## GOAL OF THE EXERCISE
Each entry should be quoted word for word, including every mark of punctuation.

[Records from a data collection]
================================

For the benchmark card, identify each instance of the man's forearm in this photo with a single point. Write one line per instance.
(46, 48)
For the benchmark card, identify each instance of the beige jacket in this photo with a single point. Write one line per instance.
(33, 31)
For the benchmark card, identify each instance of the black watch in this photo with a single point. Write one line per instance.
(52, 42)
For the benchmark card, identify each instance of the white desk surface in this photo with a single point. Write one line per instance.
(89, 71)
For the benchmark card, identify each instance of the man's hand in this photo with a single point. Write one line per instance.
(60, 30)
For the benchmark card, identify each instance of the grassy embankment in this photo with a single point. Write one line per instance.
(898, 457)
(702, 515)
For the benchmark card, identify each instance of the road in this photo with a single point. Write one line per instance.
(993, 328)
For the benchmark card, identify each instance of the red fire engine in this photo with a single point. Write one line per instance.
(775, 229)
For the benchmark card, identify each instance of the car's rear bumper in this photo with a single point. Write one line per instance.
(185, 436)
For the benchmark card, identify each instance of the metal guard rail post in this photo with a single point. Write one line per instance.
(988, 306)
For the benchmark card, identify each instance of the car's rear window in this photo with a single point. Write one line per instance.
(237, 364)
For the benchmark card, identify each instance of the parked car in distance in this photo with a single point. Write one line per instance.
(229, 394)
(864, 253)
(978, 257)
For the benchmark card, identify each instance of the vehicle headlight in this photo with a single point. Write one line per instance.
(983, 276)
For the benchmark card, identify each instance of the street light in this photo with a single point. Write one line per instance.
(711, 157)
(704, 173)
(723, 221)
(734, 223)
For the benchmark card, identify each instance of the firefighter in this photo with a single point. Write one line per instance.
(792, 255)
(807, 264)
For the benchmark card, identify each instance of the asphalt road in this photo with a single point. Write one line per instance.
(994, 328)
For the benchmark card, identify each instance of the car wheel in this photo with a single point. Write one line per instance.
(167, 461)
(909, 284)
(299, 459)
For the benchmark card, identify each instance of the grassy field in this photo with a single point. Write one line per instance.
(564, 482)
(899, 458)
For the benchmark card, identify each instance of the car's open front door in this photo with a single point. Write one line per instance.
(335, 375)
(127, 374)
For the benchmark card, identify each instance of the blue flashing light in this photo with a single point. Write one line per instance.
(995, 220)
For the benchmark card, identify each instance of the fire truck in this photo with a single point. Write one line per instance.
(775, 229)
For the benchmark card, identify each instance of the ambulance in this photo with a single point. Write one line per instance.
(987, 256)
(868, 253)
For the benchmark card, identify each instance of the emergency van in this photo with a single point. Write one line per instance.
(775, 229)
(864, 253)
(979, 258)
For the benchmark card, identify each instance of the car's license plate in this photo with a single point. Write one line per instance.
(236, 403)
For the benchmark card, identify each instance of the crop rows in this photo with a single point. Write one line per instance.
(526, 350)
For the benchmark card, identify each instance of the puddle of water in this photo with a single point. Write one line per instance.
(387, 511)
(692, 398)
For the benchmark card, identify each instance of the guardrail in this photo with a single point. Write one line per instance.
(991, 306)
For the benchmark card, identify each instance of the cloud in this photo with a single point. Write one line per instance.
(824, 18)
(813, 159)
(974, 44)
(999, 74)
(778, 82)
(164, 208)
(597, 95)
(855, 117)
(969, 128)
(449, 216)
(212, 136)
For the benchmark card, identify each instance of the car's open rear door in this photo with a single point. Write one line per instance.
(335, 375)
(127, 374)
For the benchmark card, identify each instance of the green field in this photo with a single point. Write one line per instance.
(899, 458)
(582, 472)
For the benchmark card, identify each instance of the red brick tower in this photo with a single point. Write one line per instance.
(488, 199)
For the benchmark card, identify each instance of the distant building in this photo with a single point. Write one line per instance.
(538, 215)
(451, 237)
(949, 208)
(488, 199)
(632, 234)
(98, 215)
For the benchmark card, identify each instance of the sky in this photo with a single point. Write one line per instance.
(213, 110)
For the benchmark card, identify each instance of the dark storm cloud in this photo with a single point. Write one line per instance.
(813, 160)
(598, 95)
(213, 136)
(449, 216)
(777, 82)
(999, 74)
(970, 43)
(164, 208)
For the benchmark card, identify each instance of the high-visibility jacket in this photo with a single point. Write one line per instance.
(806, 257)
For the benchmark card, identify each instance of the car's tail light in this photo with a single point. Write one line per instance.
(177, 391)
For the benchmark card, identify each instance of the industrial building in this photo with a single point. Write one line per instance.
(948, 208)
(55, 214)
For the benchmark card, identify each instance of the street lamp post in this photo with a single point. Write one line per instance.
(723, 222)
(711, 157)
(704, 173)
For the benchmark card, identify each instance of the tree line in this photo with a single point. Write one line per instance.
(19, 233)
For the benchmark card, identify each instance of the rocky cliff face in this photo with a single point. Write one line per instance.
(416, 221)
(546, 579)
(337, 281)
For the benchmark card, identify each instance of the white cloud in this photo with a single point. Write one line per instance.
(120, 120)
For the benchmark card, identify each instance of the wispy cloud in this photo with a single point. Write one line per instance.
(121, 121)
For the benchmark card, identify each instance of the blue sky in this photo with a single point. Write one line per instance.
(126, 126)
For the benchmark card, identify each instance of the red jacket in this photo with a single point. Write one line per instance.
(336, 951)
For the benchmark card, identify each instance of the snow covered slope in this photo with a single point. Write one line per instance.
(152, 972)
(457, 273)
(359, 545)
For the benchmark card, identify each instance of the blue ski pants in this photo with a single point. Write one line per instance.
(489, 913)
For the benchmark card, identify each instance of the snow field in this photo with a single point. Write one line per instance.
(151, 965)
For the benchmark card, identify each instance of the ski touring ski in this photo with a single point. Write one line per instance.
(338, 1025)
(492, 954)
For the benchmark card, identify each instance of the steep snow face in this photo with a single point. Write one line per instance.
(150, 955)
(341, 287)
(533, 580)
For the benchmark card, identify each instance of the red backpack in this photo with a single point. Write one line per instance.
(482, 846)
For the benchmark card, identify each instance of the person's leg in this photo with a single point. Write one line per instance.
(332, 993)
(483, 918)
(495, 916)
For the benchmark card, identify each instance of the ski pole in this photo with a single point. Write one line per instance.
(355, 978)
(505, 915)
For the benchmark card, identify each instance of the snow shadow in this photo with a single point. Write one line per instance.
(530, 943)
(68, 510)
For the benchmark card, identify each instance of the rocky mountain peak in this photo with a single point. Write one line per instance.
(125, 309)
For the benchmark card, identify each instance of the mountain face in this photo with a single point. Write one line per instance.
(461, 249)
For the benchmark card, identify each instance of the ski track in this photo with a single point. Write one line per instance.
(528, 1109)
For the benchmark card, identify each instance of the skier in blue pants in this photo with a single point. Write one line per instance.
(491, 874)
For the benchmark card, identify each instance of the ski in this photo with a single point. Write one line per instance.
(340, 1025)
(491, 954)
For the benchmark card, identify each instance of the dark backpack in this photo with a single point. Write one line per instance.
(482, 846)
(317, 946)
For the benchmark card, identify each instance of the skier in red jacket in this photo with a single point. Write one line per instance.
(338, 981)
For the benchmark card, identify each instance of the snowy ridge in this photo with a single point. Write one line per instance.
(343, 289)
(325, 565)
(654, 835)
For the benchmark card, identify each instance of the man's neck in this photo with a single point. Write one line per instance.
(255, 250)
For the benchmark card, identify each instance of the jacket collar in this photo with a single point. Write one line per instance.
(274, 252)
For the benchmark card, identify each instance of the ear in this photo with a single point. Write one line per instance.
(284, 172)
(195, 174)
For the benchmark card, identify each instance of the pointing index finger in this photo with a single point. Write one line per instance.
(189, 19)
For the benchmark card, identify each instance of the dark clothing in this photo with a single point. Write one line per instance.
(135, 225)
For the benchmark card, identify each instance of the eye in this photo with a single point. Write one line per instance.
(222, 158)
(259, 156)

================================

## THE SOLUTION
For the benchmark card, identify each instance of the man's forearm in this photo with a single point. Write one line per instance.
(46, 48)
For the benchmark card, identify each instance of the beige jacket in this photo with a single point. Write one line per instance.
(33, 31)
For the benchmark card, identify each instance of the black watch in this photo with a single point. Write one line per instance.
(52, 42)
For the benchmark card, identify each instance of the white desk surface in this photo with a single point. Write one line per instance.
(89, 71)
For the benchmark card, identify each instance of the man's hand in this photo with a single point. Write one line per instance.
(60, 30)
For the benchmark card, identify each instance of the grassy embankment in this photo with a single point. Write one line per instance.
(898, 457)
(702, 515)
For the benchmark card, identify each instance of the road in this photo with a single point. Write one line per instance.
(993, 328)
For the benchmark card, identify each instance of the red fire engine in this photo with a single point. Write one line per instance.
(775, 229)
For the benchmark card, identify each instance of the car's rear bumper in this photo with a single point. Write one line per instance.
(185, 436)
For the benchmark card, identify each instance of the metal guard rail post in this photo with a single point. Write one line per instance.
(988, 306)
For the benchmark card, identify each instance of the car's rear window in this photo with a single point. Write one line per instance.
(237, 364)
For the benchmark card, identify each instance of the parked car in distance in this photo with a single point. Write one line per instance.
(229, 394)
(864, 253)
(978, 257)
For the benchmark card, identify each instance of the vehicle headlight in this photo with a single point. Write one line per instance.
(983, 276)
For the benchmark card, identify each instance of the street light in this photo with a single point. Write one line per instance.
(711, 157)
(704, 173)
(723, 221)
(734, 223)
For the benchmark card, identify each instance of the firefighter in this photo with a single point. Write one line per instance.
(792, 255)
(807, 264)
For the benchmark card, identify each instance of the asphalt road in this photo with a single point. Write one line per instance.
(994, 328)
For the benchmark card, identify each instance of the car wheel in this photo with a single point. Write one line per instance.
(167, 461)
(909, 284)
(299, 459)
For the benchmark card, identify each instance of the grassy field in this photo with a single point. Write one line per instance.
(564, 482)
(899, 458)
For the benchmark card, identify each instance of the car's open front door in this photo with a single point. Write one line per instance.
(335, 375)
(127, 374)
For the benchmark card, identify each instance of the blue flashing light in this photo with a single point. Write one line per instance.
(995, 220)
For the benchmark card, identify each instance of the fire truck in this photo with a single point. Write one line per instance.
(775, 229)
For the benchmark card, identify each instance of the ambulance in this photo with a single point. Write one line per instance.
(987, 256)
(868, 253)
For the benchmark card, identify each instance of the emergency van in this photo with a single point. Write one line per instance.
(775, 229)
(864, 253)
(979, 258)
For the benchmark card, identify each instance of the car's license plate in this photo with a single point. Write one line per instance.
(236, 403)
For the benchmark card, identify each instance of the crop rows in this photo with a single point. Write one line per instance.
(526, 350)
For the benchmark card, identify each instance of the puddle of water in this photo with a single point. Write one line per instance.
(387, 511)
(692, 398)
For the benchmark card, identify each instance of the guardrail in this photo with a single point. Write one line per instance.
(991, 306)
For the benchmark card, identify each instance of the cloud in this photo with a single point. Write one line per instance.
(824, 18)
(813, 159)
(974, 44)
(999, 74)
(778, 82)
(164, 208)
(597, 95)
(855, 117)
(969, 128)
(449, 216)
(212, 136)
For the benchmark card, identify each instance of the car's open rear door in this photo with a single point. Write one line per instance.
(335, 375)
(127, 374)
For the benchmark card, identify each instance of the green field in this photo with a single point. Write one line per instance.
(899, 458)
(582, 472)
For the benchmark card, identify each instance of the red brick tower in this photo with a single point. Write one line per instance.
(488, 199)
For the benchmark card, identify each instance of the distant building in this photo with a single point. Write one line per instance.
(538, 215)
(451, 237)
(949, 208)
(488, 199)
(632, 234)
(98, 215)
For the benchmark card, identify each instance of the sky in this photo with a single point. Write one line per instance.
(213, 110)
For the benchmark card, identify each instance of the dark storm cloud in this photo with a single point. Write one line per instance.
(813, 160)
(598, 95)
(213, 136)
(449, 216)
(777, 82)
(999, 74)
(970, 43)
(164, 208)
For the benchmark card, identify each instance of the high-visibility jacket in this photo with a single point. Write one line per instance.
(806, 257)
For the benchmark card, identify each instance of the car's tail light in this photo with a single point. Write one line per instance.
(177, 391)
For the benchmark card, identify each instance of the industrial building in this photo with a single point. Write one line per instance.
(948, 208)
(55, 214)
For the benchmark card, identify each instance of the street lamp post in this photo with a single point. Write one line per instance.
(723, 222)
(711, 157)
(704, 173)
For the benchmark card, identify each instance of the tree line in this photo with a single point. Write one line per instance.
(19, 233)
For the benchmark card, identify each instance of the rocky cliff face in this photo with a single point. Write one line per instance.
(416, 221)
(546, 579)
(337, 281)
For the benchmark card, identify each instance of the white cloud in this photo with a single point. Write one line per instance.
(120, 120)
For the benchmark card, identify each instance of the wispy cloud in this photo with a single point. Write one line per instance.
(121, 121)
For the benchmark card, identify each instance of the blue sky in this photo with a single point. Write one line per instance.
(126, 126)
For the benchmark card, identify each instance of the red jacket in this photo with a single point. Write one line per instance.
(336, 951)
For the benchmark card, identify each instance of the snow covered slope in this photo with a single point. Write one line per instance.
(152, 972)
(457, 273)
(359, 545)
For the benchmark card, identify each instance of the blue ski pants in this photo with a single point. Write one line per instance.
(489, 913)
For the benchmark card, identify each instance of the snow field in this photo with a single point. Write one line per instance.
(151, 965)
For the benchmark card, identify each instance of the ski touring ski in this photo with a single point. Write one line per instance.
(338, 1025)
(492, 954)
For the benchmark card, identify each instance of the steep snow face in this photo with a single point. Write one line per instance.
(150, 955)
(341, 287)
(533, 580)
For the benchmark card, identify each instance of the red backpack in this photo with a single point. Write one line per instance.
(482, 846)
For the benchmark card, identify each instance of the person's leg in this photo with a single point. Write one line per instance.
(332, 993)
(483, 918)
(495, 916)
For the benchmark card, identify each instance of the ski pole in this photo with a single point. Write one line per instance.
(355, 978)
(505, 915)
For the benchmark card, identify each instance of the snow shadow in this photo with a single point. Write one line per instance.
(530, 943)
(68, 510)
For the benchmark card, identify each instance of the rocky mountain peak in this photo with a single point. Write one line per instance.
(125, 309)
For the benchmark card, identify each instance of the mountain face in this photo with a single point. Write one line per instance.
(461, 249)
For the benchmark card, identify each instance of the ski track in this photo with a single point. Write one line per instance.
(528, 1109)
For the benchmark card, identify each instance of the skier in blue pants in this photo with a single point. Write one line per instance.
(491, 874)
For the benchmark card, identify each instance of the ski in this photo with a single point. Write one line per instance.
(340, 1025)
(491, 954)
For the benchmark card, identify each instance of the dark backpack in this photo with a single point. Write one line per instance.
(482, 846)
(317, 946)
For the benchmark card, identify each instance of the skier in red jacket in this photo with a single point. Write one line per instance.
(338, 981)
For the benchmark card, identify each instance of the snowy ridge in this photo with a single point. Write one line per instance.
(343, 289)
(325, 565)
(654, 835)
For the benchmark card, identify each instance of the man's neck in this photo with a single point. Write one line per instance.
(255, 250)
For the benchmark card, identify each instance of the jacket collar in this photo with a single point. Write one line per instance.
(274, 252)
For the benchmark card, identify each instance of the ear in this photo with a single point. Write one line per instance.
(284, 172)
(195, 174)
For the benchmark card, identify each instance of the pointing index finger in this photo with a single point. Write one line per instance.
(189, 19)
For the benchmark card, identify each instance of the dark clothing in this photo with a single point. Write one line per instance.
(135, 225)
For the benchmark card, identify each instance of the eye in this photo with a single point. Write one line per instance.
(222, 158)
(259, 156)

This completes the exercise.